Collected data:

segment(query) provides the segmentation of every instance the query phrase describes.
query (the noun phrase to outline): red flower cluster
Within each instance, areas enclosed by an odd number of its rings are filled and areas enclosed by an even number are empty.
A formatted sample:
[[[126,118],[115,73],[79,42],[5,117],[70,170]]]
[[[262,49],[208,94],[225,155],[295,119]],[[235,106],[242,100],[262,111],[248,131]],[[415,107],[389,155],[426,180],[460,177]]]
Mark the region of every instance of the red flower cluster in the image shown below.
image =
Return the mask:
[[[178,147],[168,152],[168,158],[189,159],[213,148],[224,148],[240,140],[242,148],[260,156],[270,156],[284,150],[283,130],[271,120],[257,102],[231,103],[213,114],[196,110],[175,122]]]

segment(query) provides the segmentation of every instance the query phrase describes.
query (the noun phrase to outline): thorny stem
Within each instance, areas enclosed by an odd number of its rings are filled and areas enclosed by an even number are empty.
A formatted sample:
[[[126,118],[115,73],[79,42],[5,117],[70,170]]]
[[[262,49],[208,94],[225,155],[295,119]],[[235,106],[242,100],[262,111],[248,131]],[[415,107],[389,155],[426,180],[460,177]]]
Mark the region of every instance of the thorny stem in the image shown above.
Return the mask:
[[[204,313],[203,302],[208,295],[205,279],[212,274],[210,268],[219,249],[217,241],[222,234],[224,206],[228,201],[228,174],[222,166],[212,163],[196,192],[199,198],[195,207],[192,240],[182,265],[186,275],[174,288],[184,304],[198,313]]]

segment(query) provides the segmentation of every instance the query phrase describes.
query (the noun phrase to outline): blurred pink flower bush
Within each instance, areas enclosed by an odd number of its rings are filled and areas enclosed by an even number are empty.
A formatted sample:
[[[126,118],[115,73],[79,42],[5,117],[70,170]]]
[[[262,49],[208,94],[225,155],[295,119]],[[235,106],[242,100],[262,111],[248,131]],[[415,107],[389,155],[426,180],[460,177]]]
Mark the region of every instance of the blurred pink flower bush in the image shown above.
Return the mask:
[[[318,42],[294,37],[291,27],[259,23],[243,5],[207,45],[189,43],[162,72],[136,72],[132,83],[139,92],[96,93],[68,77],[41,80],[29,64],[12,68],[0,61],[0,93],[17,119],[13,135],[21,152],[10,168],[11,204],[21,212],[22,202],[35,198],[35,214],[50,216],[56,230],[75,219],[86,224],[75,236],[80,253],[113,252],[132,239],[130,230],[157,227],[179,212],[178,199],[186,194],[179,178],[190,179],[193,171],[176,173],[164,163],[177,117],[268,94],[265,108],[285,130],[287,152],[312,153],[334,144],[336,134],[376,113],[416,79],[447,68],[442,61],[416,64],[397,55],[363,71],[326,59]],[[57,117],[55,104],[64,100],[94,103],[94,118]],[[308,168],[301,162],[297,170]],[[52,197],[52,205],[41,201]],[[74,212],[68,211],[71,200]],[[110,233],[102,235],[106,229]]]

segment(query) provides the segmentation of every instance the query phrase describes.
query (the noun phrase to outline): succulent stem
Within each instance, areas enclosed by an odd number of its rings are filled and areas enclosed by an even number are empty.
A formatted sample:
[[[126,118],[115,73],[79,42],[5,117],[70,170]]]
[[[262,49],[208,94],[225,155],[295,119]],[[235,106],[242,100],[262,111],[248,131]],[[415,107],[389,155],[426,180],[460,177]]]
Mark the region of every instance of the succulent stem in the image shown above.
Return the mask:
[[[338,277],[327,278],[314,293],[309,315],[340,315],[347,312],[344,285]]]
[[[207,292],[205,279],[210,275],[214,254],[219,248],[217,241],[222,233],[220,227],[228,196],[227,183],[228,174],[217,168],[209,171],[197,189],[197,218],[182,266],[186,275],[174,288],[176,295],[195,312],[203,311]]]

** Task **
Extract each line from the listing that contains the string "region", and list those lines in order.

** Response to the task **
Mark the region of every instance of the red flower cluster in the image shown below.
Mark the region of every instance of the thorny stem in the image shown above.
Mark the region of every instance of the blurred pink flower bush in the image shown above.
Mark the region of every instance of the succulent stem in the image shown above.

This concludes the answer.